Problem to work on: Copy the data precisely, keeping every character.

───

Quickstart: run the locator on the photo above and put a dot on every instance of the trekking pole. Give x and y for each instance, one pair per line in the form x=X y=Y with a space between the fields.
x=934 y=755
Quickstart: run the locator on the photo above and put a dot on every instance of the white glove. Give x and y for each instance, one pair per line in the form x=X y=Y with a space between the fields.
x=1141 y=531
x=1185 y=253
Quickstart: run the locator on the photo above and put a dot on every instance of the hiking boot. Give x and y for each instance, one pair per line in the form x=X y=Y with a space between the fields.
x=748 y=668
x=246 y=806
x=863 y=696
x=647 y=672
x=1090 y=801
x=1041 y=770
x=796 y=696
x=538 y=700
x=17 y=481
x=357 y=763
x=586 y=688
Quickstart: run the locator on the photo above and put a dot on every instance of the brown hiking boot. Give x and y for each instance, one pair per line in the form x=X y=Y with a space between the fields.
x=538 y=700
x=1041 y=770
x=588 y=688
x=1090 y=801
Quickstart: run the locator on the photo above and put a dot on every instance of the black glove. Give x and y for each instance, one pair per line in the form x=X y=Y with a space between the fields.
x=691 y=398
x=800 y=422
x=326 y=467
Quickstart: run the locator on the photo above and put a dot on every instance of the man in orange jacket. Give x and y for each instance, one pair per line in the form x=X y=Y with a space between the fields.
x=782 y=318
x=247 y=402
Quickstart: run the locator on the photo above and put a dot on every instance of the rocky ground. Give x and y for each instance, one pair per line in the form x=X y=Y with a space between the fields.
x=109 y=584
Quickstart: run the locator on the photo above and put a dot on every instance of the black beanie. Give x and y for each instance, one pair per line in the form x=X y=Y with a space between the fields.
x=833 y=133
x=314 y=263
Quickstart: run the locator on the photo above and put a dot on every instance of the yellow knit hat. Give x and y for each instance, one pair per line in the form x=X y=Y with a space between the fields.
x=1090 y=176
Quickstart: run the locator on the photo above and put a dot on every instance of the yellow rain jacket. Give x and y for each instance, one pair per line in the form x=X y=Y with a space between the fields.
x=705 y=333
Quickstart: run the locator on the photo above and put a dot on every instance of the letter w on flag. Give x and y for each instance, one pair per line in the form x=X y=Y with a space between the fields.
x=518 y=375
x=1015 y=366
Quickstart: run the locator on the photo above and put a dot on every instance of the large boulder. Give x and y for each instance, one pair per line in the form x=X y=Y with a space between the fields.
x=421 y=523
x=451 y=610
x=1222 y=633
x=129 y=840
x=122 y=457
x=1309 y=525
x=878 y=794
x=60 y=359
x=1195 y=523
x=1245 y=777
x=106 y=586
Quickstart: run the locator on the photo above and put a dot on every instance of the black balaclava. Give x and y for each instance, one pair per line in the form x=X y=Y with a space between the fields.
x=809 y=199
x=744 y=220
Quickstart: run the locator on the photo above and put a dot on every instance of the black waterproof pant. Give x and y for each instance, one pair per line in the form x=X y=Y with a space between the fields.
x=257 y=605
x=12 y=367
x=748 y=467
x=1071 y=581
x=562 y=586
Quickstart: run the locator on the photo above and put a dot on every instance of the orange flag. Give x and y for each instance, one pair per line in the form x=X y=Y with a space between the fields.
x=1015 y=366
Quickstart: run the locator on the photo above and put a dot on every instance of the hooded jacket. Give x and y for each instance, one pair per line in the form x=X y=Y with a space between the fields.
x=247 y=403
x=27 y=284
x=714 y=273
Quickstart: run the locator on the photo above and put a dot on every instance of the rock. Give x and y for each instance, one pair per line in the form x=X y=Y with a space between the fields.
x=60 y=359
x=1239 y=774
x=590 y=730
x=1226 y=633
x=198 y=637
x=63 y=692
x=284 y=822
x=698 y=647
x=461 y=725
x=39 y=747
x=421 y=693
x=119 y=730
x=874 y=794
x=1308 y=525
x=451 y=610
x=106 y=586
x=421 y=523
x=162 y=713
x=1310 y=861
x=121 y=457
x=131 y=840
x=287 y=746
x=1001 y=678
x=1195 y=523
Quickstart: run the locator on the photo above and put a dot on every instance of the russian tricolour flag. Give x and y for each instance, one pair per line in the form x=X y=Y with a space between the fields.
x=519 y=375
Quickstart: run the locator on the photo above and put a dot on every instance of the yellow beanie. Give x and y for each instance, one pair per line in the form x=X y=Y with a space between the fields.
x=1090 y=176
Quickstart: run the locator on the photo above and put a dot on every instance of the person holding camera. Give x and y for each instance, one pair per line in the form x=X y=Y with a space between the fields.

───

Solution to this task:
Quickstart: run the locator on the photo above and put a dot on every instance of the trekking pole. Give x and y for each instance, one pair per line in the form x=X y=Y with a space between the fields.
x=934 y=755
Quickstart: run the locator on the photo above and put a dot on every instance of the white glove. Give x and y for each instance, one pair per line in the form x=X y=Y with a space between the fields.
x=1141 y=531
x=1185 y=253
Quickstart: run the locator on the photo above and put a dot on every instance of the hiking boot. Give x and y for each instance, one pair per line in the form x=X y=Y with a space between the fields.
x=748 y=668
x=246 y=806
x=863 y=696
x=647 y=672
x=1090 y=801
x=1041 y=770
x=796 y=696
x=538 y=700
x=17 y=481
x=357 y=763
x=586 y=688
Quickstart: run the locator on the photo above and put a dot on every instance of the brown hiking boot. Give x and y for each instance, one pair per line in the form x=X y=Y with a space between the fields.
x=538 y=700
x=1041 y=770
x=588 y=688
x=1090 y=801
Quickstart: run the locator on the photo above and put a dot on every instance of the black glove. Give x and y for each instance, one pair per line in the form x=X y=Y with a space between the fields.
x=691 y=398
x=800 y=422
x=326 y=467
Quickstart: run the locator on the photo above and put a dot on every instance of the man in orange jacket. Give x and y for each instance, one pair per line in the form x=X y=Y with a space between the fields.
x=782 y=318
x=247 y=402
Quickstart: run the locator on the photo above and put a dot on every instance of the rocky ground. Give x and y for each instance, one pair per line in the form x=X y=Y with a space between the fields.
x=109 y=584
Quickstart: run the locator on the photo above and put a dot on every instance of the black beanie. Give x and y for each instance, one pair per line in the form x=X y=Y with a space between the fields.
x=833 y=133
x=314 y=263
Quickstart: run the locator on the photo above and put a dot on every instance of the yellow knit hat. Give x and y for each instance, one pair per line in the form x=X y=Y with a space between the fields.
x=1090 y=176
Quickstart: run the locator on the photo above and put a dot on every instance of the yellow rain jacket. Give x and y for each instance, one pair per line in the form x=X y=Y with a space between the fields.
x=705 y=333
Quickstart: run the locator on the photo above and put a dot on every instance of the letter w on flag. Give x and y for each instance, one pair per line in the form x=X y=Y with a space between the fields.
x=518 y=375
x=1015 y=366
Quickstart: run the locator on the photo above and put a dot on every instance of the large boulder. Give x and y for each instance, one pair per line in the form x=X y=Y with a space between the fields.
x=421 y=523
x=451 y=610
x=1222 y=633
x=129 y=840
x=122 y=457
x=1309 y=525
x=878 y=794
x=60 y=359
x=1195 y=523
x=1245 y=777
x=106 y=586
Quickstart: run the locator on the photo above and put a dot on every instance of the black balaclava. Give x and y for each instance, one pair per line in the form x=X y=Y with a space between the fields.
x=809 y=199
x=744 y=220
Quickstart: run the locator on the photo above and put a dot on every instance of the black waterproof pant. Give x and y for each instance, one pair per line in the form x=X y=Y with a space between the fields.
x=257 y=605
x=12 y=367
x=748 y=467
x=1071 y=581
x=562 y=586
Quickstart: run the locator on the photo above and put a dot on every instance of the orange flag. Give x and y for each instance, one pair per line in the form x=X y=Y with a space between the fields.
x=1015 y=366
Quickstart: run the locator on the photo above and put a dot on every instance of the hooded jacket. Give x and y for each instance, one pair per line in the form x=X y=Y with a space between the fields.
x=247 y=403
x=27 y=284
x=714 y=273
Quickstart: run the locator on the photo above and put a dot on every instance of the rock. Give x and y for each instance, one pair per line in the form x=X y=Y with a space between the fields.
x=60 y=359
x=1239 y=774
x=590 y=730
x=1226 y=633
x=198 y=637
x=63 y=692
x=284 y=822
x=698 y=647
x=461 y=725
x=39 y=747
x=421 y=693
x=119 y=730
x=874 y=794
x=1308 y=525
x=451 y=610
x=106 y=586
x=421 y=523
x=162 y=713
x=1310 y=861
x=121 y=457
x=131 y=840
x=287 y=746
x=1001 y=678
x=1195 y=523
Quickstart: run the locator on the photo above and put a dot on every instance of the russian tricolour flag. Give x and y for each instance, one pair per line in the form x=X y=Y with a space between the fields.
x=519 y=375
Quickstart: run the locator on the photo above and put a dot on every instance of the yellow beanie. Give x and y for each instance, one pair per line in the form x=X y=Y with a space between the fields.
x=1090 y=176
Quickstart: run the locator on the photo above and put a dot on every instance of the person holding camera. Give x and y for each instance, one pair per line in the form x=X y=Y with a space between the fields.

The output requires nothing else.